━━━━━ DATA ROWS ━━━━━

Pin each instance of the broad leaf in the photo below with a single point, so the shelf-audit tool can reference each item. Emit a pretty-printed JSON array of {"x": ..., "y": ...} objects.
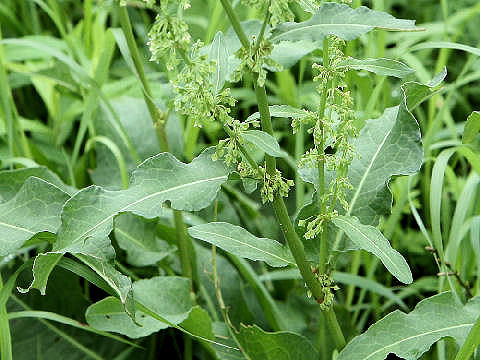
[
  {"x": 386, "y": 67},
  {"x": 90, "y": 212},
  {"x": 258, "y": 344},
  {"x": 12, "y": 180},
  {"x": 410, "y": 335},
  {"x": 240, "y": 242},
  {"x": 371, "y": 239},
  {"x": 472, "y": 127},
  {"x": 283, "y": 111},
  {"x": 340, "y": 20},
  {"x": 264, "y": 141},
  {"x": 34, "y": 209},
  {"x": 137, "y": 236},
  {"x": 109, "y": 315},
  {"x": 387, "y": 146}
]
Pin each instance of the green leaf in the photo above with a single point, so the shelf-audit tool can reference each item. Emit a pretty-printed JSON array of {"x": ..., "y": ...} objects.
[
  {"x": 12, "y": 180},
  {"x": 34, "y": 209},
  {"x": 240, "y": 242},
  {"x": 109, "y": 315},
  {"x": 410, "y": 335},
  {"x": 340, "y": 20},
  {"x": 264, "y": 141},
  {"x": 472, "y": 127},
  {"x": 387, "y": 67},
  {"x": 371, "y": 239},
  {"x": 417, "y": 93},
  {"x": 90, "y": 212},
  {"x": 282, "y": 111},
  {"x": 137, "y": 236},
  {"x": 258, "y": 344}
]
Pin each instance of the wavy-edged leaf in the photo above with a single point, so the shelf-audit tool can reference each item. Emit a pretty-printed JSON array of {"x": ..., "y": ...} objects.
[
  {"x": 283, "y": 111},
  {"x": 34, "y": 209},
  {"x": 284, "y": 345},
  {"x": 137, "y": 236},
  {"x": 263, "y": 141},
  {"x": 387, "y": 67},
  {"x": 371, "y": 239},
  {"x": 417, "y": 93},
  {"x": 410, "y": 335},
  {"x": 472, "y": 127},
  {"x": 12, "y": 180},
  {"x": 90, "y": 212},
  {"x": 240, "y": 242},
  {"x": 340, "y": 20},
  {"x": 387, "y": 146}
]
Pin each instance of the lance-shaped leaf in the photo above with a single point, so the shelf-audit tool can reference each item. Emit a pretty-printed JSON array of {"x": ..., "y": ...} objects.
[
  {"x": 410, "y": 335},
  {"x": 282, "y": 111},
  {"x": 371, "y": 239},
  {"x": 137, "y": 236},
  {"x": 168, "y": 297},
  {"x": 90, "y": 212},
  {"x": 387, "y": 146},
  {"x": 12, "y": 180},
  {"x": 263, "y": 141},
  {"x": 340, "y": 20},
  {"x": 258, "y": 344},
  {"x": 240, "y": 242},
  {"x": 386, "y": 67},
  {"x": 34, "y": 209}
]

━━━━━

> WHAT YOU SHOULD DO
Write every entry out again exactly, dropping the pictures.

> EXERCISE OUTPUT
Pin each instance of the broad leaf in the photo below with a single point, so the shelf-audit tool can reference each item. Emit a pretty-printed JSON array of {"x": ..., "y": ...} objects.
[
  {"x": 386, "y": 67},
  {"x": 90, "y": 212},
  {"x": 258, "y": 344},
  {"x": 12, "y": 180},
  {"x": 410, "y": 335},
  {"x": 240, "y": 242},
  {"x": 371, "y": 239},
  {"x": 472, "y": 127},
  {"x": 283, "y": 111},
  {"x": 340, "y": 20},
  {"x": 264, "y": 141},
  {"x": 34, "y": 209},
  {"x": 137, "y": 236},
  {"x": 109, "y": 315},
  {"x": 387, "y": 146}
]
Pin each instance of the green leaf in the photo above with a single point, so the shelf-audit tool can reference each item. Emit a pretty-printed JSON array of {"x": ..., "y": ...} objects.
[
  {"x": 12, "y": 180},
  {"x": 34, "y": 209},
  {"x": 240, "y": 242},
  {"x": 109, "y": 315},
  {"x": 410, "y": 335},
  {"x": 340, "y": 20},
  {"x": 264, "y": 141},
  {"x": 472, "y": 127},
  {"x": 387, "y": 67},
  {"x": 371, "y": 239},
  {"x": 417, "y": 93},
  {"x": 90, "y": 212},
  {"x": 282, "y": 111},
  {"x": 137, "y": 236},
  {"x": 258, "y": 344}
]
Pin each instance of the wavy-edged leaf in the photo above with a single point, so the shelf-audit tool can reference each item. Emit a pretty-printed JSON array of {"x": ..., "y": ...} objects.
[
  {"x": 283, "y": 111},
  {"x": 34, "y": 209},
  {"x": 284, "y": 345},
  {"x": 137, "y": 236},
  {"x": 263, "y": 141},
  {"x": 387, "y": 67},
  {"x": 371, "y": 239},
  {"x": 417, "y": 93},
  {"x": 410, "y": 335},
  {"x": 472, "y": 127},
  {"x": 12, "y": 180},
  {"x": 90, "y": 212},
  {"x": 240, "y": 242},
  {"x": 340, "y": 20},
  {"x": 387, "y": 146}
]
Pin each instance of the lance-shaped leaf in the photo above with a single point, so the shelf-audit tool can reference each item. Emit a pretty-printed JSON array of {"x": ..., "y": ...} objects.
[
  {"x": 410, "y": 335},
  {"x": 282, "y": 111},
  {"x": 371, "y": 239},
  {"x": 137, "y": 236},
  {"x": 168, "y": 297},
  {"x": 90, "y": 212},
  {"x": 387, "y": 146},
  {"x": 12, "y": 180},
  {"x": 263, "y": 141},
  {"x": 340, "y": 20},
  {"x": 258, "y": 344},
  {"x": 240, "y": 242},
  {"x": 386, "y": 67},
  {"x": 34, "y": 209}
]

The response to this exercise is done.